● **Given data**:
-*-

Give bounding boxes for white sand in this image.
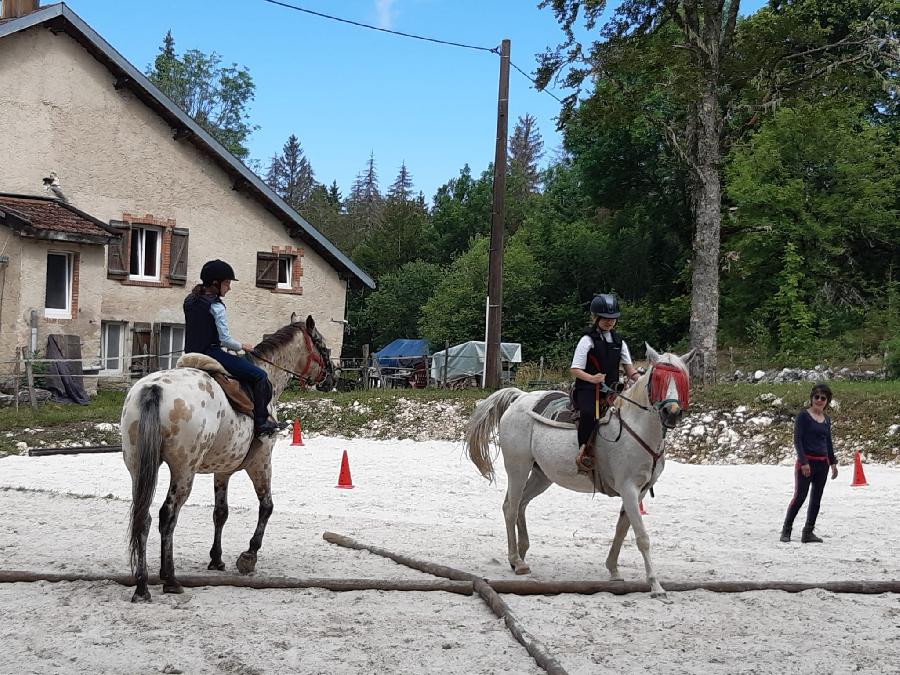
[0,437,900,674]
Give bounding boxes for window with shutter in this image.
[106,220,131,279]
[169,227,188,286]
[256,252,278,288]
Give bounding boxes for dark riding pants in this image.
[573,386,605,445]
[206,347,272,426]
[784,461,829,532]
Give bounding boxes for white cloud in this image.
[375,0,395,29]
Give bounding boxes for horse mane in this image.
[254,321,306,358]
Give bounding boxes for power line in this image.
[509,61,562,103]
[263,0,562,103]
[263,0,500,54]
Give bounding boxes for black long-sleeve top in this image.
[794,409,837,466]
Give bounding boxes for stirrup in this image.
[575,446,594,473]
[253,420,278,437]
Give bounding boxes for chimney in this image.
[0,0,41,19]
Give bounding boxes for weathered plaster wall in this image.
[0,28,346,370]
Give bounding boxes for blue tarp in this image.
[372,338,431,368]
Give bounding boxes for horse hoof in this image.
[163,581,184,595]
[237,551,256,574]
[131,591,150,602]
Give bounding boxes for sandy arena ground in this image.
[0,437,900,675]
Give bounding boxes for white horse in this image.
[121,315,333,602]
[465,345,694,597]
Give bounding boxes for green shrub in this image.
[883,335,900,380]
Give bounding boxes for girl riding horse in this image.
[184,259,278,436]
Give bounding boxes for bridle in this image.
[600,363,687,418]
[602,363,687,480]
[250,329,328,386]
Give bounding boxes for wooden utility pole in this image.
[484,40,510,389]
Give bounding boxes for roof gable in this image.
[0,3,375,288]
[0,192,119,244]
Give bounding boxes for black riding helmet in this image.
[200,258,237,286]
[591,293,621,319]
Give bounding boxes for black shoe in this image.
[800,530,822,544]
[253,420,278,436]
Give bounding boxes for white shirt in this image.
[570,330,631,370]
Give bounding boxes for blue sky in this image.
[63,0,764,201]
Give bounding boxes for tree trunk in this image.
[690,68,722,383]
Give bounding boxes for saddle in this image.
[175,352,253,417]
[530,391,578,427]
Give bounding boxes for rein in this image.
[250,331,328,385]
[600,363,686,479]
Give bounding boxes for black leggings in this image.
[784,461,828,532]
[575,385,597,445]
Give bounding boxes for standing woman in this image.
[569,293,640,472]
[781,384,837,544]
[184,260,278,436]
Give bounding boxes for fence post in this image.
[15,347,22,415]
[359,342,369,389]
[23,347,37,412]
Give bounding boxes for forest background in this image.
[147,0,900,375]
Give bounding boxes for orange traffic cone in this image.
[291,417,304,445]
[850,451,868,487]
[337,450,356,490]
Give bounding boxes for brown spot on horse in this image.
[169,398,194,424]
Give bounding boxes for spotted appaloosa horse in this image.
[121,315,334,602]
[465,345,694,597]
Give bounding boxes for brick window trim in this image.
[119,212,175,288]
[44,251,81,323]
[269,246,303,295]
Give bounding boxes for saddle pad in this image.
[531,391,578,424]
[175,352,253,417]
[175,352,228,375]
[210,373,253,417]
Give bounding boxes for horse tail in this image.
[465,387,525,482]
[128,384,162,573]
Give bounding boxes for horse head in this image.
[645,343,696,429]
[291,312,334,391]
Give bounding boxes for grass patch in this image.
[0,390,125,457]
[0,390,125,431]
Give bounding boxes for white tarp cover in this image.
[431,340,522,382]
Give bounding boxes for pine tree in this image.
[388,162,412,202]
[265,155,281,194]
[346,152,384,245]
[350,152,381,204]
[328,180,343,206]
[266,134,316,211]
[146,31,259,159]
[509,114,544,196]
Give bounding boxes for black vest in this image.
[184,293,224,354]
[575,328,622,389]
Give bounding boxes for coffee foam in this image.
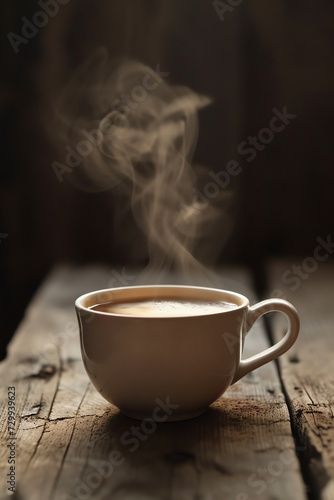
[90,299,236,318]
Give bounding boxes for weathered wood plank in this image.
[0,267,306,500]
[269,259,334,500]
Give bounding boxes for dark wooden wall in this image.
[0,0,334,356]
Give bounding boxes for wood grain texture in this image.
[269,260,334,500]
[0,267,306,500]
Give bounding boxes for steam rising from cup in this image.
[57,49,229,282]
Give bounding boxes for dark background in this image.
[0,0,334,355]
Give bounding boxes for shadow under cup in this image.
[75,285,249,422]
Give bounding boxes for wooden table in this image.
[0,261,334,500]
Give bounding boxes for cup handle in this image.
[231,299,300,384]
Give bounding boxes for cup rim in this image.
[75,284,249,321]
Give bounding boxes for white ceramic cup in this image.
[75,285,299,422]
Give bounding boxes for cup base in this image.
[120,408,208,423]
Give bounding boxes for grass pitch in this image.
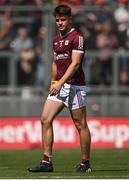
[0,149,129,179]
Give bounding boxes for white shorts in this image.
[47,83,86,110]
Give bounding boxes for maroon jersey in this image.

-*-

● **Aim of the exercise**: Rewrite everything in the listing from the line that contains "Give bounding boxes for black shoe" down to the line that contains "[128,384,162,573]", substituting "wooden post" for "fence post" and keeping all else unchanged.

● **Final result**:
Give bounding boxes for black shoe in this image.
[800,530,822,544]
[253,420,278,436]
Give bounding boxes for white shirt in this image.
[570,330,631,370]
Give bounding boxes for blue sky in this image.
[63,0,764,201]
Give bounding boxes for tree trunk in this image.
[690,68,722,383]
Give bounding boxes for saddle in this image.
[175,352,253,417]
[530,391,578,427]
Give bounding boxes for rein in this image.
[250,331,328,385]
[600,363,686,479]
Give bounding boxes for black leggings in this image.
[784,461,828,532]
[575,385,597,445]
Give bounding boxes for standing woman in this image.
[569,293,640,472]
[781,384,837,544]
[184,260,278,436]
Give bounding boxes for wooden post in this image.
[15,347,22,415]
[359,342,369,389]
[23,347,37,412]
Give bounding boxes for forest background in this image.
[147,0,900,375]
Give bounding boxes for orange traffic cone in this image.
[291,417,304,445]
[850,451,868,487]
[337,450,356,490]
Give bounding boxes for brown spot on horse in this image.
[169,398,194,424]
Give bounding boxes for spotted appaloosa horse in this image.
[121,315,334,602]
[465,345,694,597]
Give bounding boxes for brick window trim in this image.
[119,212,175,288]
[44,251,81,323]
[269,246,303,295]
Give bounding boxes for saddle pad in this image.
[531,391,578,424]
[175,352,253,417]
[175,352,228,375]
[210,373,253,417]
Give bounding boxes for horse tail in this image.
[465,387,525,482]
[128,384,162,573]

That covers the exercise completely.